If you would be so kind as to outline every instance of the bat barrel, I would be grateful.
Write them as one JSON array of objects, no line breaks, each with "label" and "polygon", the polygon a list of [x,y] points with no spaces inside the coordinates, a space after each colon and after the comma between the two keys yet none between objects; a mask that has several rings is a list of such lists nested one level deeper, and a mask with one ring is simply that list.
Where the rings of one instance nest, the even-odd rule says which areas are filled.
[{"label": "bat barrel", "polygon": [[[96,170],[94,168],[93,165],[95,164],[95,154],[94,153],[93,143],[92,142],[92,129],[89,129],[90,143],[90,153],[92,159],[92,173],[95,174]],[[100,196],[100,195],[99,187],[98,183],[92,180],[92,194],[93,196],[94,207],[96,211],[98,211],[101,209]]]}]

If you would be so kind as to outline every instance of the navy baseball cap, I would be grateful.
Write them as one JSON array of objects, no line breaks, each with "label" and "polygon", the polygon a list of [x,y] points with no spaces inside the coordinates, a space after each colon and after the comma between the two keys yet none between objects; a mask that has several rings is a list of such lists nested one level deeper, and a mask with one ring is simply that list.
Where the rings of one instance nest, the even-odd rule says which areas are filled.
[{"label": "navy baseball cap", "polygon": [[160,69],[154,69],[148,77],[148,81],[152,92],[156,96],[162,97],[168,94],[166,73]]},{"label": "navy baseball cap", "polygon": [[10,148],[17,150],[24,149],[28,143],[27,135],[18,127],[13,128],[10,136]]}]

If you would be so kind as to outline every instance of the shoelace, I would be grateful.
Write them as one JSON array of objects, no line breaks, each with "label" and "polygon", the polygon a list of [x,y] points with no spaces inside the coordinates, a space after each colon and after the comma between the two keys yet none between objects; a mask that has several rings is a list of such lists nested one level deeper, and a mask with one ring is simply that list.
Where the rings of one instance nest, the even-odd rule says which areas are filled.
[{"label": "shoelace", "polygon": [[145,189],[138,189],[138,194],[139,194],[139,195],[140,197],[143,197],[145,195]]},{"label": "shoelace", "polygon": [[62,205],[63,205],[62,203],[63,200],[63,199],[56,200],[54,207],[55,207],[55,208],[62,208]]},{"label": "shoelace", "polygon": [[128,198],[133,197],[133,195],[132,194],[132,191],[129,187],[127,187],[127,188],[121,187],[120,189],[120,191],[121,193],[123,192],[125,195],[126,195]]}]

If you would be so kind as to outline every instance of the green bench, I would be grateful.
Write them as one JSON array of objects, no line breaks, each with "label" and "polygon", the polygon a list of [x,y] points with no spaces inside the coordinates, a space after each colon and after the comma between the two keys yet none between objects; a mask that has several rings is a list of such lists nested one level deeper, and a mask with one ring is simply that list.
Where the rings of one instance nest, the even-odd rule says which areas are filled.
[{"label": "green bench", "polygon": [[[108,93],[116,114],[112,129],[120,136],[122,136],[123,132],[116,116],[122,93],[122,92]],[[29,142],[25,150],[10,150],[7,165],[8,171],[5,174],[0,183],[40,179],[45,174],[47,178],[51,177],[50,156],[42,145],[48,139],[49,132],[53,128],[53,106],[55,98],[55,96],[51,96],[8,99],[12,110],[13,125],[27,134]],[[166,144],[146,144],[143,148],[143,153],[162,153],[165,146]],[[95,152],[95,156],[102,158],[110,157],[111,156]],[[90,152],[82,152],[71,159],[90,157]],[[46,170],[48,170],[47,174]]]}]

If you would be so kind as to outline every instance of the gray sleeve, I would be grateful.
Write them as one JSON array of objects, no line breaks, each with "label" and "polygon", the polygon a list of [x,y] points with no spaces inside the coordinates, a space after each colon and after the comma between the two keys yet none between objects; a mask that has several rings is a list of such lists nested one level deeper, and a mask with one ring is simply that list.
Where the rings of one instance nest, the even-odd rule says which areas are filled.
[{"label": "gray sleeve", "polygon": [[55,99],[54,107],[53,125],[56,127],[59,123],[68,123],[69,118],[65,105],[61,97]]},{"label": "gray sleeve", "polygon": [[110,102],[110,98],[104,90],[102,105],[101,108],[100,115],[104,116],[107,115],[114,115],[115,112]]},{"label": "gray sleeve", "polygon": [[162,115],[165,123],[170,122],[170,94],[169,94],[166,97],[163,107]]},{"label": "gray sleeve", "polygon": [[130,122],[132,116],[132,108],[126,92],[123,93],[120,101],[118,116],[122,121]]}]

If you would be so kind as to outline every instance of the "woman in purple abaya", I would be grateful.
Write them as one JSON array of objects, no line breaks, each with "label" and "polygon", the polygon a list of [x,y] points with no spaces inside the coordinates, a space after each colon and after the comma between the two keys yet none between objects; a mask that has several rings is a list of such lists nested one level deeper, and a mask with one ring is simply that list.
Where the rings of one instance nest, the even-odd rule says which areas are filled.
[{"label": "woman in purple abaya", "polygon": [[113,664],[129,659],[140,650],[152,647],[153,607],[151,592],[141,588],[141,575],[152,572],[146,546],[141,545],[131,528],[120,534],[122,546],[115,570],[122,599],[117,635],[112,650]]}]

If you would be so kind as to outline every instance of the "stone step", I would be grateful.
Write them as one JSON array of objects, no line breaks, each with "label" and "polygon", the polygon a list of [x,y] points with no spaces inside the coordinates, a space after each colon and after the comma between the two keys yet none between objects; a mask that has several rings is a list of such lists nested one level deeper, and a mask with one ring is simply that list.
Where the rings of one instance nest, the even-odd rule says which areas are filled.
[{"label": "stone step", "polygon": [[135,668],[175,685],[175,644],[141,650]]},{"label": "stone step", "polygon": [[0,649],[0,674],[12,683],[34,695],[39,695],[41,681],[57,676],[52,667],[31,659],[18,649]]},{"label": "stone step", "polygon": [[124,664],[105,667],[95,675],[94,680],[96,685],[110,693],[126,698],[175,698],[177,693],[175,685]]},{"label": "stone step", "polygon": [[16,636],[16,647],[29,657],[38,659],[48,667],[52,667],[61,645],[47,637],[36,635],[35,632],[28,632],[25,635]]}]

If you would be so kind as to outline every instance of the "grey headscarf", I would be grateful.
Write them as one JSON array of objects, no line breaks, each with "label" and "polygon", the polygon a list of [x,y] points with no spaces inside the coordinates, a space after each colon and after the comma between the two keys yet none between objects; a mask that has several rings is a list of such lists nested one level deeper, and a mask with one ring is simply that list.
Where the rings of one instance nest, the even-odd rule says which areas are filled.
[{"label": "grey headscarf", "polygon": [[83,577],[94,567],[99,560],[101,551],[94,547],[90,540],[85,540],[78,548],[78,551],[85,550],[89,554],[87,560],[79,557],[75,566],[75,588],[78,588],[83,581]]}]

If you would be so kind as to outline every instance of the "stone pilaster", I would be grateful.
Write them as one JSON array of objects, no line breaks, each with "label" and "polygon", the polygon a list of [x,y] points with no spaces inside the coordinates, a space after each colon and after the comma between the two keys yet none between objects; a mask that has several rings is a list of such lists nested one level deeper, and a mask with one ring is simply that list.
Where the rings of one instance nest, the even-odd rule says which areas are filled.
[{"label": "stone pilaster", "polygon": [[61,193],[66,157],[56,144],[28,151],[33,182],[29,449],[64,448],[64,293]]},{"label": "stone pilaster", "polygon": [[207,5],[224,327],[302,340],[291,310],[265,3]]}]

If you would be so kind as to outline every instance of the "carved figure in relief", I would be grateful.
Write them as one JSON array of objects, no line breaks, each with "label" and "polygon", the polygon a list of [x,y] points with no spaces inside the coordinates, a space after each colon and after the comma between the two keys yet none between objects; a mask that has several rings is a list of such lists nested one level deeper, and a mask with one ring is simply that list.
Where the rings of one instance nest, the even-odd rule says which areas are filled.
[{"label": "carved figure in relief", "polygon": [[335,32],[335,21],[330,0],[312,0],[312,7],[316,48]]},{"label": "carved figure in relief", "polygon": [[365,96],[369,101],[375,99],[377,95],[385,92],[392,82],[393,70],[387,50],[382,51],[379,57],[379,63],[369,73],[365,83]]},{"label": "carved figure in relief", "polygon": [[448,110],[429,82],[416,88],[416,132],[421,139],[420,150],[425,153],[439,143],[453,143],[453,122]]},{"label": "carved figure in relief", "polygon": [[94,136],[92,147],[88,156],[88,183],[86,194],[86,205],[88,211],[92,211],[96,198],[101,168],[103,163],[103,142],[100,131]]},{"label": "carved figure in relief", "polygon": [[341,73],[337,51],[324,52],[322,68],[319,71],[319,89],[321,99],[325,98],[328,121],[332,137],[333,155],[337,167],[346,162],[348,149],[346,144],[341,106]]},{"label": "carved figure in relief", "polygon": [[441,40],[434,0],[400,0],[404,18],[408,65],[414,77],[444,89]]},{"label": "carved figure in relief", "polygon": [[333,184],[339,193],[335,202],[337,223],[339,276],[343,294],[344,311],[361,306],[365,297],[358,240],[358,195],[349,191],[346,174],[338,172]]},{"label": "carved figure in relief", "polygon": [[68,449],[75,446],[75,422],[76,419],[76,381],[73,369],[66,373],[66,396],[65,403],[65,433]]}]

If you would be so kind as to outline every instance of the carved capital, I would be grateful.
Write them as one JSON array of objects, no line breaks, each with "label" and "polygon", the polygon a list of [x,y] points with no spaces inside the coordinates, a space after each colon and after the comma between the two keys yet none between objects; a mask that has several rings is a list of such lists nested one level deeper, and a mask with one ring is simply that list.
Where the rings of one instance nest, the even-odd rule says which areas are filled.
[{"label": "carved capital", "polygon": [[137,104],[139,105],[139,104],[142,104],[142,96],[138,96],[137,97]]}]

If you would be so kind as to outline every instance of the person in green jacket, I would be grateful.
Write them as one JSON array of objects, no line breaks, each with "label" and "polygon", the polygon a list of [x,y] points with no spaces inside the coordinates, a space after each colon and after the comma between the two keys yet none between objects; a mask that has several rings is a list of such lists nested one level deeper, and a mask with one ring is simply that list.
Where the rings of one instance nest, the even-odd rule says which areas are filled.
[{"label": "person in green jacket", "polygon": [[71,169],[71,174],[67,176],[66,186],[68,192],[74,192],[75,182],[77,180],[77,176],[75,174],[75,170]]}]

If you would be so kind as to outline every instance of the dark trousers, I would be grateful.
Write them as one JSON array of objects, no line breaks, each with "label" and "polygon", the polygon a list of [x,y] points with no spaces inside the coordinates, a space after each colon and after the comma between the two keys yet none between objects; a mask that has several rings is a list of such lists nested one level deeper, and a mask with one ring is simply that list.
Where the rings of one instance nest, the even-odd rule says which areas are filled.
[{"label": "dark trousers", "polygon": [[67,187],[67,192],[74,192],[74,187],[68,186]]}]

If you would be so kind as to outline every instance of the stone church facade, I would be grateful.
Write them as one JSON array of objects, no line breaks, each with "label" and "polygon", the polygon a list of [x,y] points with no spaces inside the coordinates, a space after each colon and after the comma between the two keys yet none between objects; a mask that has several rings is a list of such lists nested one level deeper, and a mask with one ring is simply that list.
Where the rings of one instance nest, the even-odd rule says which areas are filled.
═══
- [What is being asked] Reproduce the entries above word for word, starting at the line containing "facade, I would be grateful." and ending at the final line of the entries, both ends included.

- [Exercise answer]
If you would be so kind as to outline every instance of the stone church facade, I would be grateful.
Write them as one JSON array of objects, no line breaks, each with "label" and "polygon", the polygon a list of [x,y] points with no spaces inside the coordinates, a space after each colon and after the comma between the two keys yet none between objects; a mask that has several rings is a list of such lists nested one level deeper, and a mask with one ring is simply that list.
Where the rings of one instance nest, the even-odd rule says which areas are filled.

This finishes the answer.